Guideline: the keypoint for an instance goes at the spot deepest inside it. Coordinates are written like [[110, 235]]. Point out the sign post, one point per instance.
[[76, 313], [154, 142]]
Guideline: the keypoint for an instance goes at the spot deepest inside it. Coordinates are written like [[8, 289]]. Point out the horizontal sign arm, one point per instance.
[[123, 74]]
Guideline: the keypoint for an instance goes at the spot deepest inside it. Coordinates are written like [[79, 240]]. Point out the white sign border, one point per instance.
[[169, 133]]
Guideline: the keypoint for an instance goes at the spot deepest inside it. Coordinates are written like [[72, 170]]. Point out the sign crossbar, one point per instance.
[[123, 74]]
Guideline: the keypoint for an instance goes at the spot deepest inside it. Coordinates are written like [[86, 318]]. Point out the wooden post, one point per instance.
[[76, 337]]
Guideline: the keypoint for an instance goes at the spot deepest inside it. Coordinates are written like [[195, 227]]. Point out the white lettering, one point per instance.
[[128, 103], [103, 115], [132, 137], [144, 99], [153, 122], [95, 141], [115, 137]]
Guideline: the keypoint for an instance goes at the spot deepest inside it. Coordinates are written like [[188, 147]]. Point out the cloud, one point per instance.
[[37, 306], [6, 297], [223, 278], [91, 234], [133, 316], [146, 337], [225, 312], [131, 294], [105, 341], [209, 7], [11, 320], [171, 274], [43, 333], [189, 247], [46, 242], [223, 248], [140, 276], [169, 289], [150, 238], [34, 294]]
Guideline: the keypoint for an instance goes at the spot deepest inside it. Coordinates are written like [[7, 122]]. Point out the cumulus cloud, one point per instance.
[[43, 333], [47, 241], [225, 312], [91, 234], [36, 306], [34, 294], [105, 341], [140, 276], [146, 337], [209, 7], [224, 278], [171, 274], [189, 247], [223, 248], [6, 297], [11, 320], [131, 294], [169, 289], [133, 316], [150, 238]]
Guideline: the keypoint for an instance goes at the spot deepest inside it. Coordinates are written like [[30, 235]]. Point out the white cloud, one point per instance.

Directive: Reproduce every entry above verbatim, in the same order.

Exercise answer:
Guideline: the keypoint for an instance goes at the spot deepest inside it. Coordinates are written like [[110, 235]]. Point out the sign post, one point per instance.
[[76, 313], [154, 142]]
Guideline: the keypoint for an instance goes at the spot deepest inside it. Coordinates are written like [[8, 289]]. Point out the horizontal sign arm, one point per instance.
[[123, 74]]
Guideline: the keypoint for an instance goes at the spot deepest inside it. Coordinates are written like [[79, 240]]. Point out the white sign border, one point per instance.
[[169, 133]]
Guideline: the keypoint for an instance goes at the spot deepest inside it. Coordinates are written like [[72, 170]]. Point out the sign crossbar, one point per instance.
[[123, 74]]
Guideline: the keypoint for an instance goes at the spot deepest inside it. Coordinates are written like [[86, 318]]. Point out the wooden post, one point per instance.
[[76, 337]]
Guideline: the keypoint for an instance goes at the spot deepest inside it. Coordinates are written like [[195, 227]]. Point out the white lettering, one point per instance.
[[128, 103], [103, 115], [132, 137], [144, 99], [153, 122], [95, 141], [115, 137]]
Guideline: the keypoint for an instance goes at the spot deepest inside it. Coordinates are written like [[188, 147]]. Point out the cloud, one point per instance.
[[37, 306], [6, 297], [223, 278], [91, 234], [133, 316], [146, 337], [225, 312], [131, 294], [105, 341], [209, 7], [11, 320], [171, 274], [43, 333], [189, 247], [46, 242], [223, 248], [140, 276], [169, 289], [150, 238], [34, 294]]
Guideline: the keypoint for an instance goes at the spot deepest inside it. Coordinates are written like [[7, 122]]. Point out the cumulus cloud, one point per instance.
[[43, 333], [47, 241], [225, 312], [91, 234], [36, 306], [34, 294], [105, 341], [140, 276], [146, 337], [209, 7], [224, 278], [171, 274], [189, 247], [223, 248], [6, 297], [11, 320], [131, 294], [169, 289], [133, 316], [150, 238]]
Guideline: the keypoint for an instance goes at the spot deepest inside it. Coordinates are written like [[30, 235]]. Point out the white cloud, one point per instance.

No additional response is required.